§ **ACTION ITEM A**
Answer these questions from the SaaSpocalypse article:
(i) What name does the author give to the end of the hyper-growth era in software?
(ii) In what year does the article say venture capital hit a wall?
(iii) What did generative AI at first appear to be?
§ **ACTION ITEM B**
Write the next part of the SaaSpocalypse article, picking up after its last sentence.

§ **DOCUMENT SEGMENT**
Premium: The Hater's Guide To The SaaSpocalypse

Ed Zitron 49 min read
Table of Contents

Soundtrack: The Dillinger Escape Plan — Black Bubblegum


To understand the AI bubble, you need to understand the context in which it sits, and that larger context is the end of the hyper-growth era in software that I call the Rot-Com Bubble

Generative AI, at first, appeared to be the panacea — a way to create new products for software companies to sell (by connecting their software to model APIs), a way to sell the infrastructure to run it, and a way to create a new crop of startups that could be bought or sold or taken public. 

Venture capital hit a wall in 2018 — vintages after that year are, for the most part, are stuck at a TVPI (total value paid in, basically the money you make for each dollar you invested) of 0.8x to 1.2x, meaning that you’re making somewhere between 80 cents to $1.20 for every dollar.

§ **Extracted records**
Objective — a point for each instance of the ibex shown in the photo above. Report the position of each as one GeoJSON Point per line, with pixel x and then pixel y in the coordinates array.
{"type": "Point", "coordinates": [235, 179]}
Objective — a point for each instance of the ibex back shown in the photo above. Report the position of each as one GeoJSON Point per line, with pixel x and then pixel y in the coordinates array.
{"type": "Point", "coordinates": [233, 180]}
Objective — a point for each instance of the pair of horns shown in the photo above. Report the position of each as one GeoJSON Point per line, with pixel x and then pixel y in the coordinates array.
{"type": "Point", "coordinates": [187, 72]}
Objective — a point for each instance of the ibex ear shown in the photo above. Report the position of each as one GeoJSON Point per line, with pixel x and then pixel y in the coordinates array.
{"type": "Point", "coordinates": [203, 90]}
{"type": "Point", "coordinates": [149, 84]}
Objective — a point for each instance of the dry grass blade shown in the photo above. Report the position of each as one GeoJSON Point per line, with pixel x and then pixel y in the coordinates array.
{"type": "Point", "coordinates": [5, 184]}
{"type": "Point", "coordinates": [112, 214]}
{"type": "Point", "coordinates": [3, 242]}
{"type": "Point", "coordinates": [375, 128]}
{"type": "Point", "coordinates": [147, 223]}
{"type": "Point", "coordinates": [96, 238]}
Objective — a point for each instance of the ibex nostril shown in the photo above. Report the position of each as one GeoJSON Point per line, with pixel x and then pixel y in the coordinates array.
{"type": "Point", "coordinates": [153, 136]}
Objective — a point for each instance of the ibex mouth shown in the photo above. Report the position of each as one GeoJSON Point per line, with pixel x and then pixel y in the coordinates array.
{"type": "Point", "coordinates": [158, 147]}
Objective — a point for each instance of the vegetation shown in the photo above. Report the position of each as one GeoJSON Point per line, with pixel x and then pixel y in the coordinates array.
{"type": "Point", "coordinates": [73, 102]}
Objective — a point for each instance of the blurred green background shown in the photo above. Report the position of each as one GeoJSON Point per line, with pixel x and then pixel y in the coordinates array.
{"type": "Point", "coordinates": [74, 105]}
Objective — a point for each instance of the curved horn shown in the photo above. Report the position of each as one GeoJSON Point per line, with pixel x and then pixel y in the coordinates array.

§ **RESPONSE AREA A**
(i) The Rot-Com Bubble
(ii) 2018
(iii) The panacea

§ **RESPONSE AREA B**
Before 2018, Software As A Service (SaaS) companies had had an incredible run of growth, and it appeared basically any industry could have a massive hypergrowth SaaS company, at least in theory. As a result, venture capital and private equity has spent years piling into SaaS companies, because they all had very straightforward growth stories and replicable, reliable, and recurring revenue streams. 

Between 2018 and 2022, 30% to 40% of private equity deals (as I’ll talk about later) were in software companies, with firms taking on debt to buy them and then lending them money in the hopes that they’d all become the next Salesforce, even if none of them will. Even VC remains SaaS-obsessed — for example, about 33% of venture funding went into SaaS in Q3 2025, per Carta.

The Zero Interest Rate Policy (ZIRP) era drove private equity into fits of SaaS madness, with SaaS PE acquisitions hitting $250bn in 2021. Too much easy access to debt and too many Business Idiots believing that every single software company would grow in perpetuity led to the accumulation of some of the most-overvalued software companies in history.

As the years have gone by, things slowed down, and now private equity is stuck with tens of billions of dollars of zombie SaaS companies that it can’t take public or sell to anybody else, their values decaying far below what they had paid, which is a very big problem when most of these deals were paid in debt. 

To make matters worse, 9fin estimates that IT and communications sector companies (mostly software) accounted for 20% to 25% of private credit deals tracked, with 20% of loans issued by public BDCs (like Blue Owl) going to software firms.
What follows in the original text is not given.